Dataset items:
===

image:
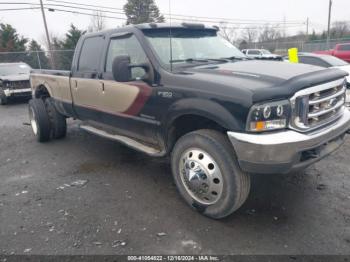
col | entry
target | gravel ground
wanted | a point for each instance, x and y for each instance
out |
(88, 195)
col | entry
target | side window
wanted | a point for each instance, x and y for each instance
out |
(254, 52)
(313, 61)
(344, 47)
(90, 55)
(126, 45)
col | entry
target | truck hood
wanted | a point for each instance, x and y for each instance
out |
(21, 77)
(265, 80)
(345, 68)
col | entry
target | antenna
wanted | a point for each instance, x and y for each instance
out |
(170, 39)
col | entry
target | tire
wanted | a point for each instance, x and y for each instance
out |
(58, 121)
(207, 174)
(39, 120)
(3, 98)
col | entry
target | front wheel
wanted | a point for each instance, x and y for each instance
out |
(207, 174)
(39, 120)
(3, 98)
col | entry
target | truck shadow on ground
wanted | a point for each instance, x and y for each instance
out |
(271, 196)
(17, 101)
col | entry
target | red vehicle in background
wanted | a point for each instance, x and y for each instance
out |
(341, 51)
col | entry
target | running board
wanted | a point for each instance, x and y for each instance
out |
(124, 140)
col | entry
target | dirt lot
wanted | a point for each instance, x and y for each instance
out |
(88, 195)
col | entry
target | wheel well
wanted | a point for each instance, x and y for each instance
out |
(42, 92)
(189, 123)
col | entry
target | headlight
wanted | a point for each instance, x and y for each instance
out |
(347, 98)
(269, 116)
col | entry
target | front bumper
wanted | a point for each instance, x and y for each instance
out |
(287, 151)
(18, 92)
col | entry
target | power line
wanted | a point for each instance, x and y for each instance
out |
(18, 9)
(174, 18)
(193, 19)
(81, 13)
(180, 15)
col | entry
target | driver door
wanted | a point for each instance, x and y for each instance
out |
(123, 102)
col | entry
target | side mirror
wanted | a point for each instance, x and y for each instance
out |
(121, 68)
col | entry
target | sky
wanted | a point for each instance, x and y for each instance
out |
(30, 23)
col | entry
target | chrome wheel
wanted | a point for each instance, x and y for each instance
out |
(201, 176)
(33, 121)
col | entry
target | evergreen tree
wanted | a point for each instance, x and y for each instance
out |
(63, 59)
(36, 57)
(10, 41)
(142, 11)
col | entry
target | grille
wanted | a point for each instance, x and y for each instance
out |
(318, 105)
(18, 84)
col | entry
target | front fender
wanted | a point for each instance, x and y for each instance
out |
(204, 108)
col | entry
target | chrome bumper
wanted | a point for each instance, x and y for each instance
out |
(286, 151)
(11, 92)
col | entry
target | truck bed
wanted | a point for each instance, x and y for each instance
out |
(51, 72)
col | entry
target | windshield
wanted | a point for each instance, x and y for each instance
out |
(265, 52)
(190, 45)
(334, 61)
(14, 69)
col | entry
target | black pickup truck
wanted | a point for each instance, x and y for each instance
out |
(196, 98)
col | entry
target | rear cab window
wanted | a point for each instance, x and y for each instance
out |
(126, 44)
(90, 55)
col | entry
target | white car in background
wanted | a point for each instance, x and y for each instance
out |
(261, 54)
(14, 81)
(329, 62)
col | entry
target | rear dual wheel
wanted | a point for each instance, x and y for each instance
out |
(45, 120)
(3, 97)
(207, 173)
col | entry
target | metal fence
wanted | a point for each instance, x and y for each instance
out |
(54, 59)
(281, 46)
(62, 59)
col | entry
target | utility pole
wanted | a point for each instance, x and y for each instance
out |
(47, 35)
(329, 23)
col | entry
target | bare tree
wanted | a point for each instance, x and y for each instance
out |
(250, 34)
(228, 33)
(340, 29)
(269, 33)
(97, 22)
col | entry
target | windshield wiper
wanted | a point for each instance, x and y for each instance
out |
(188, 60)
(236, 58)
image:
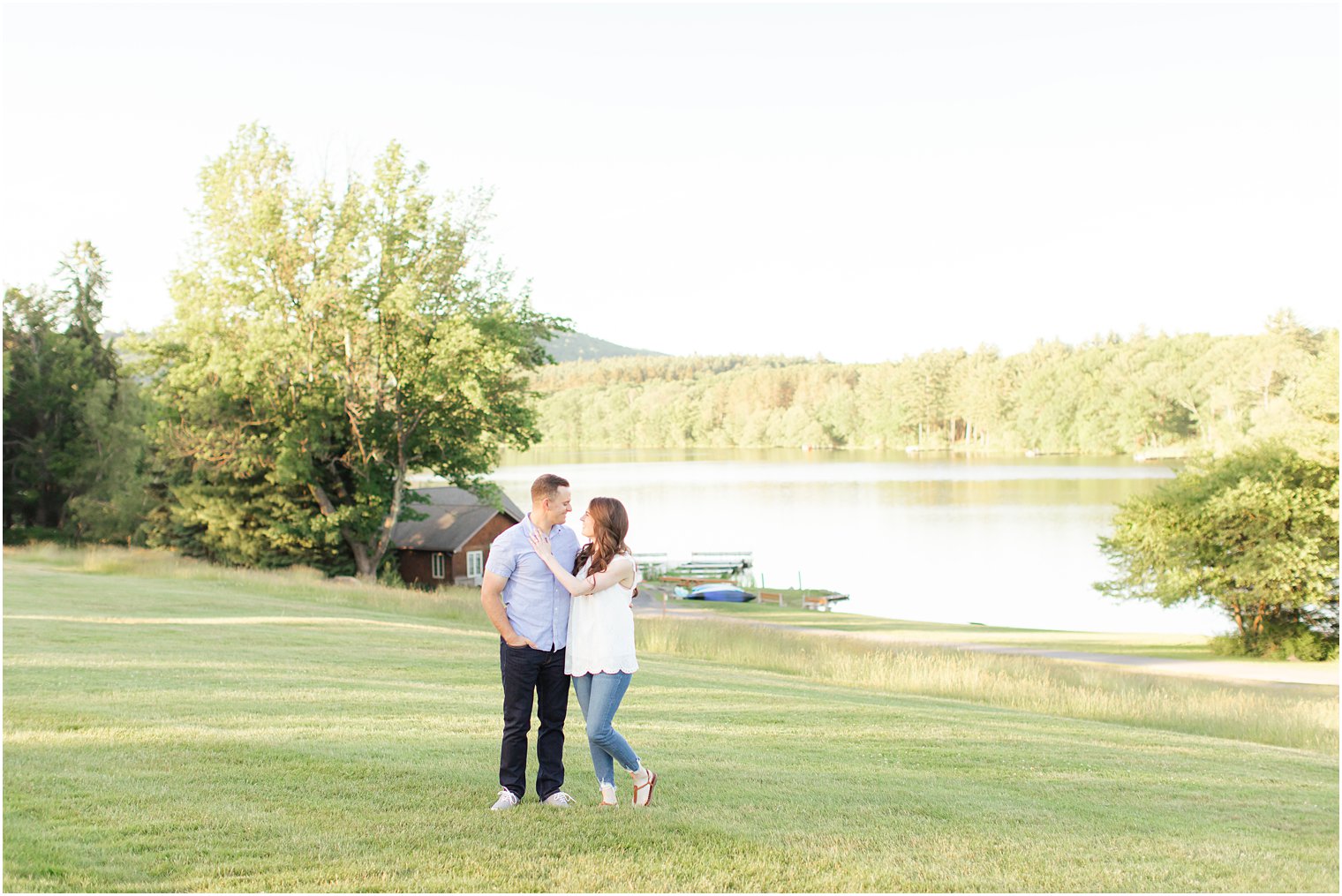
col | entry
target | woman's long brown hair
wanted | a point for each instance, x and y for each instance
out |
(609, 524)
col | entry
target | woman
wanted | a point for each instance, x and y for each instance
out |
(600, 645)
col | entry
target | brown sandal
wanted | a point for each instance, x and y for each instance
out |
(651, 781)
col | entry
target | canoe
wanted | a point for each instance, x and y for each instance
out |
(720, 593)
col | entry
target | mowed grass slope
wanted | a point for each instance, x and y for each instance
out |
(185, 730)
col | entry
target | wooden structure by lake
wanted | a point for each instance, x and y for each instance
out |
(449, 546)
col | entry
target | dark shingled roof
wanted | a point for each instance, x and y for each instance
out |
(454, 516)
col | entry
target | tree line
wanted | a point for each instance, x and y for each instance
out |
(1146, 393)
(327, 343)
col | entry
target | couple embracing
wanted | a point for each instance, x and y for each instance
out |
(564, 614)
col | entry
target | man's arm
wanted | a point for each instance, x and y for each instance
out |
(492, 596)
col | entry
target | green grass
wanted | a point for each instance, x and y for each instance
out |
(176, 727)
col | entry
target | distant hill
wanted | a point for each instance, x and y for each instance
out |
(577, 346)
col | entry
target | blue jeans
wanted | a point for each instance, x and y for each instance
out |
(600, 695)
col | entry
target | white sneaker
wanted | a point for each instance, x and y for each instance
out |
(559, 798)
(643, 785)
(506, 800)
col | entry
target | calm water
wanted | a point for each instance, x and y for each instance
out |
(1001, 541)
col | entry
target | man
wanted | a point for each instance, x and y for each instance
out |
(531, 609)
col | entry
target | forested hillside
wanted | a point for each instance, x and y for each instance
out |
(1109, 396)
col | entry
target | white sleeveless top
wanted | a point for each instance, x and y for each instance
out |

===

_Set problem_. Restate the whole listing above exactly, please, omitting every image.

_Solution for this exercise_.
image:
col | entry
target | gravel ground
wanted | a point for each instance, x and y for each instance
out |
(88, 195)
col | entry
target | side window
wanted | a point for each instance, x and y for each instance
out |
(254, 52)
(313, 61)
(344, 47)
(90, 55)
(126, 45)
col | entry
target | truck hood
wanted | a point for each instance, x and y for each instance
out |
(21, 77)
(265, 80)
(345, 68)
col | entry
target | antenna
wanted | a point for each instance, x and y for each instance
out |
(170, 39)
col | entry
target | tire
wanted | a point for each instance, x and y for each instance
out |
(58, 121)
(207, 174)
(39, 120)
(3, 98)
col | entry
target | front wheel
wanted | a point for each instance, x and y for each instance
out |
(207, 174)
(39, 120)
(3, 98)
col | entry
target | truck shadow on ground
wanted | a point for each instance, x and y for each instance
out |
(271, 196)
(17, 101)
col | entry
target | red vehicle in background
wanted | a point for each instance, x and y for each instance
out |
(341, 51)
col | entry
target | running board
wanted | a point for each instance, x and y for each instance
out |
(124, 140)
col | entry
target | dirt lot
wanted | a point for each instance, x and y for each instance
out |
(88, 195)
col | entry
target | wheel well
wanted | a point for each instance, x and y for each instance
out |
(42, 92)
(189, 123)
col | entry
target | headlight
wanted | a point for each instance, x and y for each instance
out |
(347, 98)
(269, 116)
col | entry
target | front bumper
wanted | a point for each instance, x and y for each instance
out |
(287, 151)
(18, 92)
col | entry
target | power line
wanted | a point for each instance, x and y for each instance
out |
(18, 9)
(174, 18)
(193, 19)
(81, 13)
(180, 15)
col | entry
target | driver door
wanted | a point for each instance, x and y for each instance
out |
(123, 102)
col | entry
target | side mirror
wanted | a point for each instance, x and y for each instance
out |
(121, 68)
col | entry
target | sky
wanted | a point for each instance, x and y for each instance
out |
(30, 23)
col | entry
target | chrome wheel
wanted | a point for each instance, x and y for each instance
out |
(201, 176)
(33, 121)
col | entry
target | evergreen tree
wanted | a point for each instance, x and y for each instance
out |
(63, 59)
(36, 57)
(10, 41)
(142, 11)
col | entry
target | grille
wanted | a point for each instance, x and y for each instance
out |
(318, 105)
(18, 84)
col | entry
target | front fender
wanted | a point for each instance, x and y for each instance
out |
(204, 108)
col | entry
target | chrome bumper
wanted | a point for each instance, x and y for each instance
out |
(286, 151)
(11, 92)
col | entry
target | truck bed
wanted | a point for each instance, x and y for each instance
out |
(51, 72)
col | entry
target | windshield
wanted | a point for each instance, x and y for each instance
out |
(265, 52)
(190, 45)
(334, 61)
(14, 69)
col | entry
target | black pickup truck
wanted | a point for each instance, x and y for each instance
out |
(196, 98)
col | entry
target | rear cab window
wanted | a point for each instance, x and y for each instance
out |
(126, 44)
(90, 55)
col | entry
target | white car in background
wanted | a point for each instance, x and y for each instance
out |
(261, 54)
(14, 81)
(329, 62)
col | entry
target | rear dual wheel
wanted | a point for each instance, x and y for each instance
out |
(45, 120)
(3, 97)
(207, 173)
col | entry
target | metal fence
wanted | a point for each instance, x and y for each instance
out |
(54, 59)
(281, 46)
(62, 59)
col | entry
target | utility pole
wanted | a point for each instance, x and y for each instance
out |
(47, 35)
(329, 23)
col | entry
target | bare tree
wanted | a point for each instance, x and y for each instance
out |
(250, 34)
(228, 33)
(340, 29)
(269, 33)
(97, 22)
col | entry
target | windshield wiper
wanted | a point for each instance, x and y for each instance
out |
(188, 60)
(236, 58)
image:
col | entry
target | woman's long brown hair
wanted | a point for each instance, x and y for each instance
out |
(609, 524)
col | entry
target | woman
wanted | a point for each instance, x and y for each instance
out |
(600, 645)
col | entry
target | brown sandal
wanted | a point for each instance, x and y for each instance
out |
(651, 781)
col | entry
target | canoe
wanted | a point for each instance, x and y for each instance
out |
(720, 593)
col | entry
target | mowed grass slope
wanted | a point for each instance, x and y for each instance
out |
(185, 730)
col | entry
target | wooden structure by lake
wanted | a point for each instance, x and y for each instance
out |
(449, 546)
col | entry
target | dark shingled roof
wanted | a point for each instance, x and y for each instance
out |
(454, 516)
col | entry
target | tree line
wanted | a point for each instance, x and y for each instance
out |
(1146, 393)
(327, 343)
col | entry
target | couple embracing
wanted | a point for each instance, x and y for each instance
out |
(564, 614)
col | entry
target | man's arm
wanted | a point for each instance, x and y for each instance
out |
(492, 596)
col | entry
target | green grass
wanted | a point for each instance, x and y for each instance
out |
(176, 727)
col | entry
target | distant hill
wanted | a point for each instance, x and y for each instance
out |
(577, 346)
col | entry
target | blue jeans
wanted | a point for each instance, x and y for each instance
out |
(600, 695)
col | entry
target | white sneaker
wanted | a point for each instance, x and y for each instance
out |
(559, 798)
(643, 785)
(506, 800)
col | entry
target | calm water
wanted | a point for each instance, x and y for each instance
out |
(1001, 541)
col | entry
target | man
wanted | a point for each instance, x and y for each instance
out |
(531, 609)
col | entry
target | forested hillside
wanted | a point for each instance, x and y for each instance
out |
(1109, 396)
col | entry
target | white sleeveless top
wanted | a point for each instance, x and y for each instance
out |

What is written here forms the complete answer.